▶ **Dataset entries**:
Start

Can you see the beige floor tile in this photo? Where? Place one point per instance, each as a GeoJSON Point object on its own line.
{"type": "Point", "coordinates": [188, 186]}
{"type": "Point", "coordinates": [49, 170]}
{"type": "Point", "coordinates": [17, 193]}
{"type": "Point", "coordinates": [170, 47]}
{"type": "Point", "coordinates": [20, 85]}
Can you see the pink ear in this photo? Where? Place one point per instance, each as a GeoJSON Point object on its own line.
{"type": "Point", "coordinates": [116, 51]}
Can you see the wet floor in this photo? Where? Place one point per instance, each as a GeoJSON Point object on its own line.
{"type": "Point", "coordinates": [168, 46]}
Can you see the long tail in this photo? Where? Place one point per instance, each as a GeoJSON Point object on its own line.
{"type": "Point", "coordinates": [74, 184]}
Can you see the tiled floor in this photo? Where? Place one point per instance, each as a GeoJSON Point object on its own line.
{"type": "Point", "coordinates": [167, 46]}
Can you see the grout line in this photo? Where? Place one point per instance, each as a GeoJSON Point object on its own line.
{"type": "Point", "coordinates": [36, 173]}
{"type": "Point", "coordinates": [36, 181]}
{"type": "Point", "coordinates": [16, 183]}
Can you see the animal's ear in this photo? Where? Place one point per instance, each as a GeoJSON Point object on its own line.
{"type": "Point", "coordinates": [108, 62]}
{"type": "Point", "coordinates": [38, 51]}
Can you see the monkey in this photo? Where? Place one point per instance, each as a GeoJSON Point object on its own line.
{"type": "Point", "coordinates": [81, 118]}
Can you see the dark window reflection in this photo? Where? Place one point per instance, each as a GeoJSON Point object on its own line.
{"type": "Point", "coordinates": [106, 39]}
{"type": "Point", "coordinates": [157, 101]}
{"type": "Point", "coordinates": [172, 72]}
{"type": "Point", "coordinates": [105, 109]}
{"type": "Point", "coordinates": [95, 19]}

End

▶ **Job**: Copy all of the records above verbatim, line for line.

▶ **The completed task**:
Can you see the beige floor tile in this photo? Where? Place one point per instance, each as a GeoJSON Point object on its own line.
{"type": "Point", "coordinates": [188, 186]}
{"type": "Point", "coordinates": [49, 170]}
{"type": "Point", "coordinates": [17, 193]}
{"type": "Point", "coordinates": [170, 47]}
{"type": "Point", "coordinates": [20, 85]}
Can you see the pink ear in this photo? Where? Place one point per instance, each as a GeoJSON Point object on its own line.
{"type": "Point", "coordinates": [116, 51]}
Can you see the wet floor in this photo? Where? Place one point per instance, each as a GeoJSON Point object on its own line.
{"type": "Point", "coordinates": [168, 46]}
Can you see the long tail in this photo? Where? Place one point per instance, each as a GeoJSON Point object on its own line.
{"type": "Point", "coordinates": [74, 184]}
Can you see the tiled floor in this photo? Where? Place one point per instance, each as a GeoJSON Point object on its own line.
{"type": "Point", "coordinates": [167, 46]}
Can you see the grout line in this photo? Where? Place one point per instance, each as a GeoJSON Point object on its own line.
{"type": "Point", "coordinates": [36, 173]}
{"type": "Point", "coordinates": [36, 181]}
{"type": "Point", "coordinates": [16, 183]}
Can you see the animal's ear in this photo? Where? Place one point per instance, each as a GeoJSON Point object on its own line.
{"type": "Point", "coordinates": [108, 62]}
{"type": "Point", "coordinates": [38, 51]}
Can you see the monkey in this photo? Where? Place one point per instance, each as a GeoJSON Point object on its own line.
{"type": "Point", "coordinates": [81, 118]}
Can you see the dark window reflection in this photo? Where? Place one point per instance, each as a GeoJSON Point object on its own line.
{"type": "Point", "coordinates": [106, 39]}
{"type": "Point", "coordinates": [157, 101]}
{"type": "Point", "coordinates": [172, 72]}
{"type": "Point", "coordinates": [105, 109]}
{"type": "Point", "coordinates": [95, 19]}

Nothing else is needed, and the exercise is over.